» TEXT PASSAGE
The Carbon Capture Market

We’re not the only ones. There have been a number of headlines in recent weeks focused on the business of carbon capture, utilization, and storage (CCUS), including a piece in the New York Times that investigates the viability of the latest generation of technologies that directly capture CO2 from the air. We wrote about one of the leading companies in the sector, Climeworks, a couple of years ago and concluded that so-called engineered carbon removal can’t economically compete with planting a few million trees.

The gap between the $100-per-ton cost to produce a product and the $26 a ton – maximum – that you can sell the product for means you don’t have an economically viable business.

Credit: Nanalyze

At the same time, most experts believe that to avert the sort of planetary Armageddon that even Bruce Willis couldn’t stop requires a broad range of strategies, including CCUS technologies.

Strategies for carbon removal.

» MATERIAL PROVIDED
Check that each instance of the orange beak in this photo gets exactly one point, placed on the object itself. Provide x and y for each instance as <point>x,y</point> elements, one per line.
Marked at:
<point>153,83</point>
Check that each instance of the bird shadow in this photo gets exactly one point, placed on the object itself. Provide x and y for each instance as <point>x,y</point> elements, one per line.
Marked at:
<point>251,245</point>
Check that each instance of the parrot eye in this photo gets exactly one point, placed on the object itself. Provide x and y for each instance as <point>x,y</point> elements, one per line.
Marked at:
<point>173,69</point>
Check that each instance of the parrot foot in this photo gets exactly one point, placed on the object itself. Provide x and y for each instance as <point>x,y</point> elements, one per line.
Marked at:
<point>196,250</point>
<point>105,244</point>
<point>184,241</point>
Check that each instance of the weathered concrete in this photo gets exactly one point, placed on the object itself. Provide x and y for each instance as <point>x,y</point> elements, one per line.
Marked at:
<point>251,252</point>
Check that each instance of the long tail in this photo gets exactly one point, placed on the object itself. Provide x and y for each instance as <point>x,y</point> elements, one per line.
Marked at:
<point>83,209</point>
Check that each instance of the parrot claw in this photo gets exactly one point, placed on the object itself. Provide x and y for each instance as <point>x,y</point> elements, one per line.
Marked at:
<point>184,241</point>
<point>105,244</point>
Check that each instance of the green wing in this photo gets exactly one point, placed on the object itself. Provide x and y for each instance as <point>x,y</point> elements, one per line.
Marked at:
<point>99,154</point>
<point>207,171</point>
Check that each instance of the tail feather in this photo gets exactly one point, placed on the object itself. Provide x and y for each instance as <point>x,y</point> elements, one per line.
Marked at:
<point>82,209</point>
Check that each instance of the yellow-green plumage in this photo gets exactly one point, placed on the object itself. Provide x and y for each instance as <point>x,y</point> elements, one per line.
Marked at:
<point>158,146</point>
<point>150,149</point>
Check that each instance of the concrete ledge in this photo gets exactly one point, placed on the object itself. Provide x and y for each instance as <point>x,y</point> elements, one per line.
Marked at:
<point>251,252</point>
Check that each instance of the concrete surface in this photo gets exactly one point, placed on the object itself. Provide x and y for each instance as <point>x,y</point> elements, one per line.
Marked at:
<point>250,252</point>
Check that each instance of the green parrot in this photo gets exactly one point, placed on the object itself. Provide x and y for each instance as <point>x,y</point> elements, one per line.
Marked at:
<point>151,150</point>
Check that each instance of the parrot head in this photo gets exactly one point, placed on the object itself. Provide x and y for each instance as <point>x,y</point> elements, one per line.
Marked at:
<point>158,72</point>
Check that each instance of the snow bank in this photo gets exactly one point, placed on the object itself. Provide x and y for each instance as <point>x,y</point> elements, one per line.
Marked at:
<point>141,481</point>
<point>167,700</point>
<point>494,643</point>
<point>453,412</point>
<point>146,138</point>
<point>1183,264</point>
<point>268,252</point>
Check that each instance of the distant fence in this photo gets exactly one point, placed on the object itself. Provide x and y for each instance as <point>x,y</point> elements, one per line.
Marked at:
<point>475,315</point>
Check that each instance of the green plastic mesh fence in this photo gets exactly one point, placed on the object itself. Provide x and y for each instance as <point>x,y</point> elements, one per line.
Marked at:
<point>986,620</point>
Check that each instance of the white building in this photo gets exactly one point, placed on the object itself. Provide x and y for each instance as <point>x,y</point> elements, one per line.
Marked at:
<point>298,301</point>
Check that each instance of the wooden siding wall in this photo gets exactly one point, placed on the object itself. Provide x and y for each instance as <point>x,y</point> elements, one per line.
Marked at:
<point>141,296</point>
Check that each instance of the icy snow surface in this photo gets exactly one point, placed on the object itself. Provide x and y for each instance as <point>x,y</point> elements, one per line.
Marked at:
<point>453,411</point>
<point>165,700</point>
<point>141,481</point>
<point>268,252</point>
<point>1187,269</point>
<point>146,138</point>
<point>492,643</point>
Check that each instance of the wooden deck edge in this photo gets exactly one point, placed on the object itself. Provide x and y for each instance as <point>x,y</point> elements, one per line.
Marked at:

» WORK TO COMPLETE
(a) Copy everything in the carbon capture passage from "The Carbon Capture" down to "few million trees.", substituting "news stories" for "headlines".
(b) Rewrite everything in the records from the line containing "Check that each instance of the green parrot" down to the line containing "<point>158,72</point>" as a numbered list, leaving out any blank lines.
The records are unrelated to the carbon capture passage.

» SOLUTIONS TO THE TASKS
(a)
The Carbon Capture Market

We’re not the only ones. There have been a number of news stories in recent weeks focused on the business of carbon capture, utilization, and storage (CCUS), including a piece in the New York Times that investigates the viability of the latest generation of technologies that directly capture CO2 from the air. We wrote about one of the leading companies in the sector, Climeworks, a couple of years ago and concluded that so-called engineered carbon removal can’t economically compete with planting a few million trees.

(b)
1. Check that each instance of the green parrot in this photo gets exactly one point, placed on the object itself. Provide x and y for each instance as <point>x,y</point> elements, one per line.
2. Marked at:
3. <point>151,150</point>
4. Check that each instance of the parrot head in this photo gets exactly one point, placed on the object itself. Provide x and y for each instance as <point>x,y</point> elements, one per line.
5. Marked at:
6. <point>158,72</point>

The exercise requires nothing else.